# PASSAGE PROVIDED start

[v2] target: core: remove from tmr_list at lun unlink

Message ID	20210416092146.3201-1-d.bogdanov@yadro.com (mailing list archive)
State	New, archived
Headers	show Return-Path: <target-devel-owner@kernel.org> From: Dmitry Bogdanov <d.bogdanov@yadro.com> To: Martin Petersen <martin.petersen@oracle.com>, <target-devel@vger.kernel.org> CC: <linux-scsi@vger.kernel.org>, <linux@yadro.com>, Dmitry Bogdanov <d.bogdanov@yadro.com>, Roman Bolshakov <r.bolshakov@yadro.com> Subject: [PATCH v2] target: core: remove from tmr_list at lun unlink Date: Fri, 16 Apr 2021 12:21:46 +0300 Message-ID: <20210416092146.3201-1-d.bogdanov@yadro.com> MIME-Version: 1.0 Content-Transfer-Encoding: 8bit Content-Type: text/plain Precedence: bulk
Series	[v2] target: core: remove from tmr_list at lun unlink \| expand [v2] target: core: remove from tmr_list at lun unlink

Dmitry Bogdanov April 16, 2021, 9:21 a.m. UTC

Currently TMF commands are removed from de_device.dev_tmf_list at
the very end of se_cmd lifecycle. But se_lun unlinks from se_cmd
up on a command status (response) is queued in transport layer.
It means that LUN and backend device can be deleted meantime and at
the moment of repsonse completion a panic is occured:

target_tmr_work()

# PASSAGE PROVIDED end
# RECORD SET start

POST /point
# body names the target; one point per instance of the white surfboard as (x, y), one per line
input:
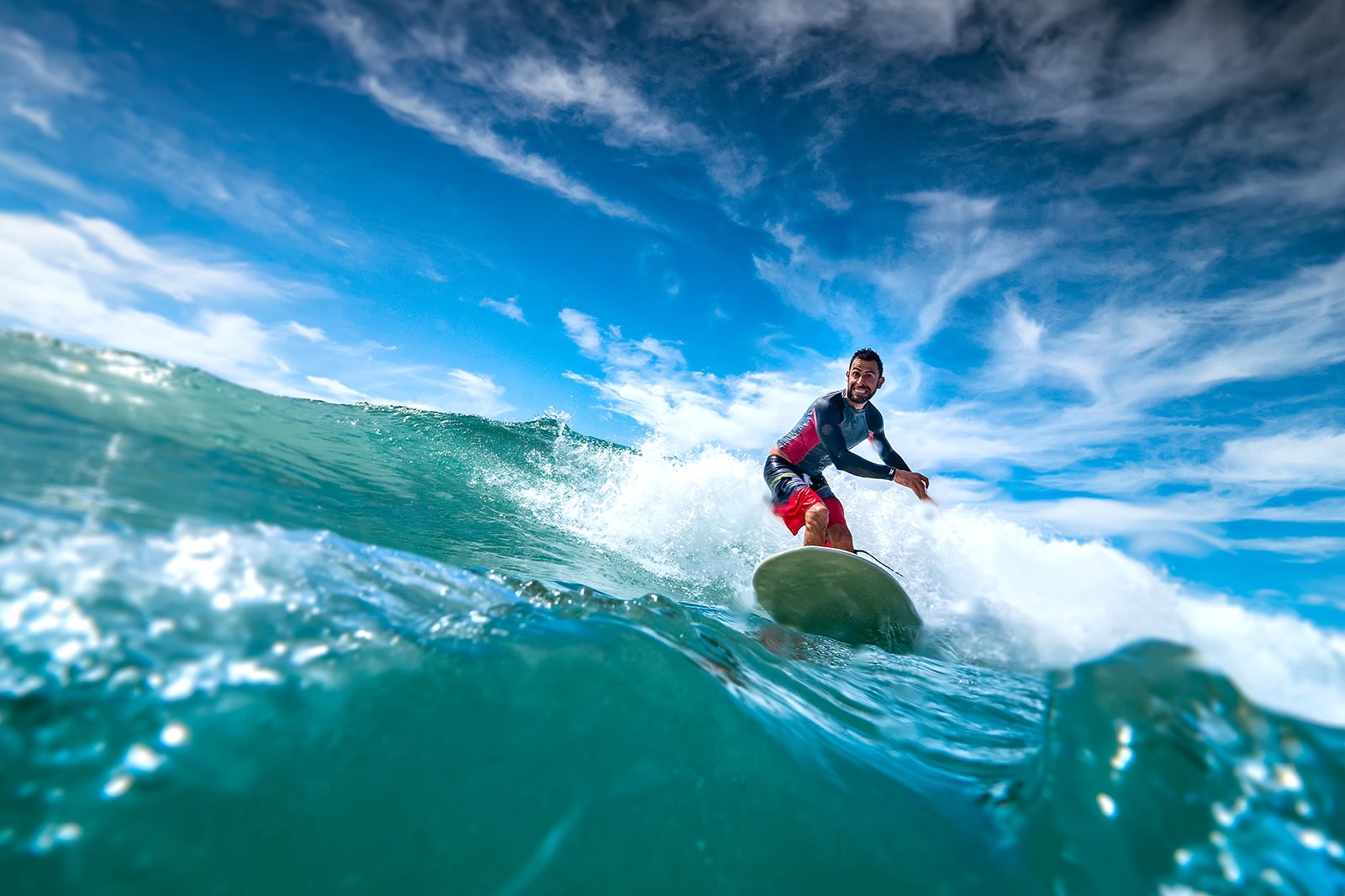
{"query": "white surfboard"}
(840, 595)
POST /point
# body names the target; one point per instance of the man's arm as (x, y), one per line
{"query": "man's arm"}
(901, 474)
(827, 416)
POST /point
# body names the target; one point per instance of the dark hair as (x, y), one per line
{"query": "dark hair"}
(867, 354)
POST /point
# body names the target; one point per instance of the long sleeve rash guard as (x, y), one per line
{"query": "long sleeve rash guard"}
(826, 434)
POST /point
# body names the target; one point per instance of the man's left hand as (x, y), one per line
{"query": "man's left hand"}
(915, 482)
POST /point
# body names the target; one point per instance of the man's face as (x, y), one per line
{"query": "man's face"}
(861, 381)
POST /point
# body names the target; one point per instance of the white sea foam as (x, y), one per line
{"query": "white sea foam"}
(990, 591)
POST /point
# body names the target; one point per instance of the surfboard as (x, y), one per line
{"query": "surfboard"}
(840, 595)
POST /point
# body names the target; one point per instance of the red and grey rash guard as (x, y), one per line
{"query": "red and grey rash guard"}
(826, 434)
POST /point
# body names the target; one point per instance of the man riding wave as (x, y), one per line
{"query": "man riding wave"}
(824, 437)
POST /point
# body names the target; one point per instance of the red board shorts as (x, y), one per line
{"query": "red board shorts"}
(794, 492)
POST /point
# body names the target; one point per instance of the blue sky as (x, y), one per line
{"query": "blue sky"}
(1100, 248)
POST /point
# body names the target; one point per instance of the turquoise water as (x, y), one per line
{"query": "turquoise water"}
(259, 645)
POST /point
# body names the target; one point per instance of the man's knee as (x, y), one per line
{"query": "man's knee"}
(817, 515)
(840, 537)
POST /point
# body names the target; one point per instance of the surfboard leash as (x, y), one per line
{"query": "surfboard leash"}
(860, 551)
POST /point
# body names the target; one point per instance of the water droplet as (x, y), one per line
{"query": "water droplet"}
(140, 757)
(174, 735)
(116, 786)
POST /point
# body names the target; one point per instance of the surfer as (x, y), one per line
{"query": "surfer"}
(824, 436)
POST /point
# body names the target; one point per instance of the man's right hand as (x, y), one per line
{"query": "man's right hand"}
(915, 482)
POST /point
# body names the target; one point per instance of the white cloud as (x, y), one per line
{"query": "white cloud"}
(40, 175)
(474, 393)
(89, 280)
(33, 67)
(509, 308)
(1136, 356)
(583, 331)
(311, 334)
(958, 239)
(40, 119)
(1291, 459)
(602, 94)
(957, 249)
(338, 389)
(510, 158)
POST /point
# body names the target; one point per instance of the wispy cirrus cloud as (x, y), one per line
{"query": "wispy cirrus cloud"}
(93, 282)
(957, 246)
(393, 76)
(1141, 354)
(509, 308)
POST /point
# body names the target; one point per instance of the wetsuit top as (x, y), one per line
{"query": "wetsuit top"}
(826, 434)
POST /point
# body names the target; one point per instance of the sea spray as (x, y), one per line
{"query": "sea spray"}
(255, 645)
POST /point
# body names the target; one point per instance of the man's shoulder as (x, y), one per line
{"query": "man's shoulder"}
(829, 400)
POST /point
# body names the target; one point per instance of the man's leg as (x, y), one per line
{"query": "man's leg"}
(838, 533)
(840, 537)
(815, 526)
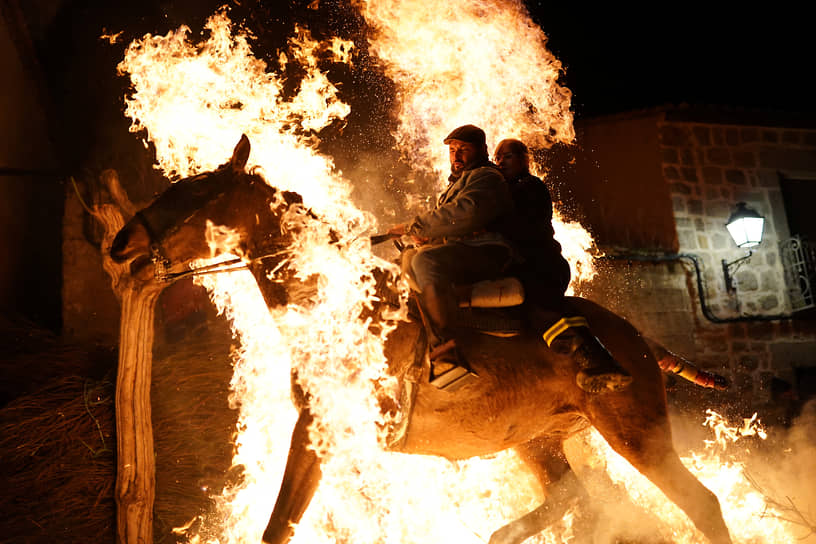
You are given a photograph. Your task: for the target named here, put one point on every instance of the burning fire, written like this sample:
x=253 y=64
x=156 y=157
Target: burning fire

# RECORD SET end
# RECORD SET start

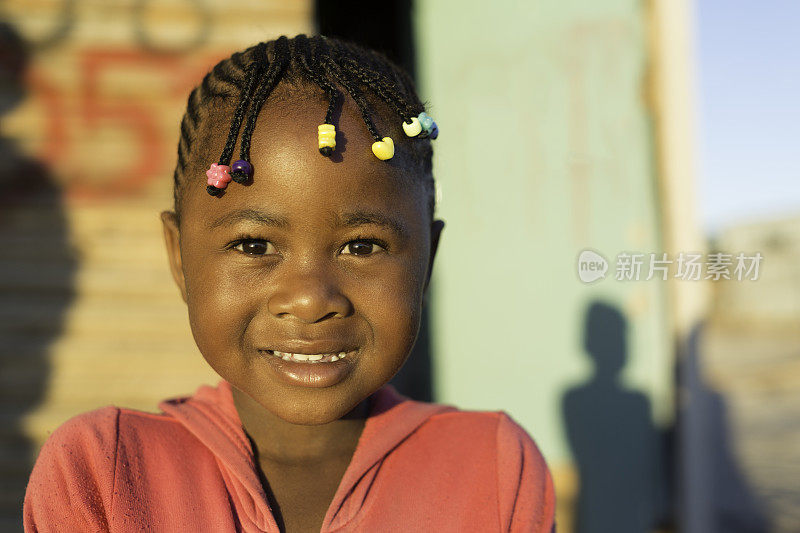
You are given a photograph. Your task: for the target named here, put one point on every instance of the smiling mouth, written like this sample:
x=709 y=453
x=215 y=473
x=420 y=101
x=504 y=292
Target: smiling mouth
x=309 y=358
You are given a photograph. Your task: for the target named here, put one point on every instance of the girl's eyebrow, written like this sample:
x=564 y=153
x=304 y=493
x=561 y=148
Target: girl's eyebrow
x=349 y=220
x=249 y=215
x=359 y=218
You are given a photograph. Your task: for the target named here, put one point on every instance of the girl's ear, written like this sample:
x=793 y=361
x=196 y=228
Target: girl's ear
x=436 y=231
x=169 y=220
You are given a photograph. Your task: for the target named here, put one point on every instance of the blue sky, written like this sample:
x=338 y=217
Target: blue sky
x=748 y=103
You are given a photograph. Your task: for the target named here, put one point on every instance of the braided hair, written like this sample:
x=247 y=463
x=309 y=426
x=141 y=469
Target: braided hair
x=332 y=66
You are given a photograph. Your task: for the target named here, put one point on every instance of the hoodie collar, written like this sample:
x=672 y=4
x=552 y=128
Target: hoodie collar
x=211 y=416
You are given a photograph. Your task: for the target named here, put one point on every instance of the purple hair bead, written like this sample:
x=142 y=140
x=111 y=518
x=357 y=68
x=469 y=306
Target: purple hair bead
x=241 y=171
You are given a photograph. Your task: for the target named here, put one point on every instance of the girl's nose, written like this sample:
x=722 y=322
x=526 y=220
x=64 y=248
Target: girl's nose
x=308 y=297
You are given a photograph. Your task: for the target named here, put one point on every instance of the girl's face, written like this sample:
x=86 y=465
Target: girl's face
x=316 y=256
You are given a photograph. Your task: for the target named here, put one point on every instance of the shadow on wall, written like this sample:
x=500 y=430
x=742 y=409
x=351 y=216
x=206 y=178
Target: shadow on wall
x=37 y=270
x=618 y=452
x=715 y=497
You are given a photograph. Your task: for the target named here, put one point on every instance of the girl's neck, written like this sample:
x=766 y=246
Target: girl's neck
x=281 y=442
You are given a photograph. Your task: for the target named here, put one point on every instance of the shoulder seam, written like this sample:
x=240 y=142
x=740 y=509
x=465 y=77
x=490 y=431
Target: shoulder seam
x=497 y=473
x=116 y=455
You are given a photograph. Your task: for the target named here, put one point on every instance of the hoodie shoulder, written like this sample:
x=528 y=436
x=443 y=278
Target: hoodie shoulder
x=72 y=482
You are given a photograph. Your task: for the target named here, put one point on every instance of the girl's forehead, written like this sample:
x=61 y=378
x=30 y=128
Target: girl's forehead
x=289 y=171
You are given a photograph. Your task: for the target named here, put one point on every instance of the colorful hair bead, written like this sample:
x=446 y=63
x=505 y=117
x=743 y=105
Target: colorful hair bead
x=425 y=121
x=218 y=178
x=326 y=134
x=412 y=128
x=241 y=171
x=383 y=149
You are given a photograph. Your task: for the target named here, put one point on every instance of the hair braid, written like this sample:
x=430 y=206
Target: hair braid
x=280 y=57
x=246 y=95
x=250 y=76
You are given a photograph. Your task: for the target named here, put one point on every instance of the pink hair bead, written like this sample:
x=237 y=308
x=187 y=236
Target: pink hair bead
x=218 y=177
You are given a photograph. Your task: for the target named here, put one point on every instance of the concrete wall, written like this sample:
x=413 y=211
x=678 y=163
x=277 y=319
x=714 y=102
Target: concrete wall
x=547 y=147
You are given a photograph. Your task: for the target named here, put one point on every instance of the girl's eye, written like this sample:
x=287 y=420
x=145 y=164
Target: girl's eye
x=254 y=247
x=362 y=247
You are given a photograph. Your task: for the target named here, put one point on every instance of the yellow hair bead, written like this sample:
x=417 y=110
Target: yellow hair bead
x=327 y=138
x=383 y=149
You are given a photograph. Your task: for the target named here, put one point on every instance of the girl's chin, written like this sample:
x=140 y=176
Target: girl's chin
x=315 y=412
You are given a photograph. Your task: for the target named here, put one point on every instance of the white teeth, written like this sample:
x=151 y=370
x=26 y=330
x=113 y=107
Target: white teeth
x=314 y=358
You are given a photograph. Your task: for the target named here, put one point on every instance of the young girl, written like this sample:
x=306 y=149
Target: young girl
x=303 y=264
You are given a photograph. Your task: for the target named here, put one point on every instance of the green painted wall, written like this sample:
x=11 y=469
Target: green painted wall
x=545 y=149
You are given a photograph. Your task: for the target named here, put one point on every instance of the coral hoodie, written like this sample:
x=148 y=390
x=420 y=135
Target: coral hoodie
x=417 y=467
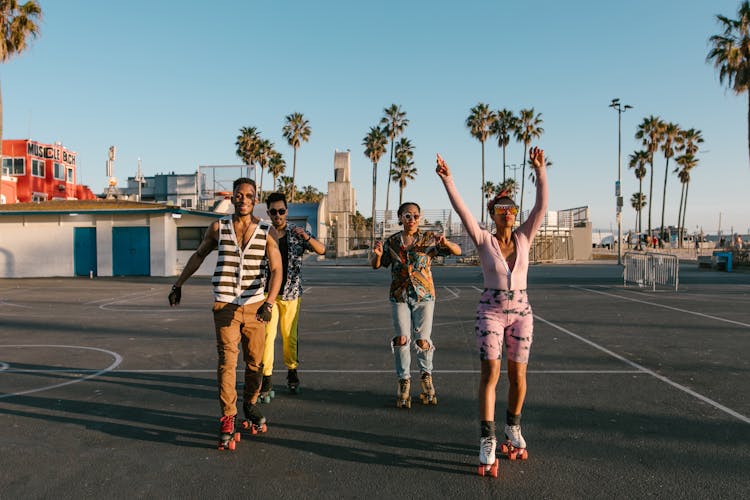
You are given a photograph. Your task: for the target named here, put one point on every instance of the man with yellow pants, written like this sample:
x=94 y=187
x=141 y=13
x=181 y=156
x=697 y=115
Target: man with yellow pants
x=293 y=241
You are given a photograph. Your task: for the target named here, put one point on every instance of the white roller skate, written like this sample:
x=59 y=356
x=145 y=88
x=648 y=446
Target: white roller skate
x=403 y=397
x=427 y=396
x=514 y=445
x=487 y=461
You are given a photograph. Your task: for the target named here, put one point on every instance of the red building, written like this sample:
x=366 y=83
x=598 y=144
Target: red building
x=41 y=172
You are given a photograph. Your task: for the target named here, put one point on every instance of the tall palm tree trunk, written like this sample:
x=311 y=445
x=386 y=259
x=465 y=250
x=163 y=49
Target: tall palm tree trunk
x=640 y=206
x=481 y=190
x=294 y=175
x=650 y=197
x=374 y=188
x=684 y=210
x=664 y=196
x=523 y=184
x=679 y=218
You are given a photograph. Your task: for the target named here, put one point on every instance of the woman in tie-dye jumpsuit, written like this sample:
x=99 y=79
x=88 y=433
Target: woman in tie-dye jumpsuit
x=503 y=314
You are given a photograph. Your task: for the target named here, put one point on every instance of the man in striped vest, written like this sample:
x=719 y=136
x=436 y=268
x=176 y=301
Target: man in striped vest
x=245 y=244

# RECORD SET end

[TASK REQUIREMENTS]
**A)** Answer these questions about the patch page:
(i) What state is the patch listed in?
(ii) On what date was the message sent?
(iii) From which list are TMF commands currently removed at the very end of the se_cmd lifecycle?
**B)** Output the part of the patch page starting at "Currently TMF commands" and ending at "in transport layer.".
The lines in the two blocks have no connection to the patch page.

[SOLUTION LIST]
**A)**
(i) New, archived
(ii) Fri, 16 Apr 2021
(iii) de_device.dev_tmf_list

**B)**
Currently TMF commands are removed from de_device.dev_tmf_list at
the very end of se_cmd lifecycle. But se_lun unlinks from se_cmd
up on a command status (response) is queued in transport layer.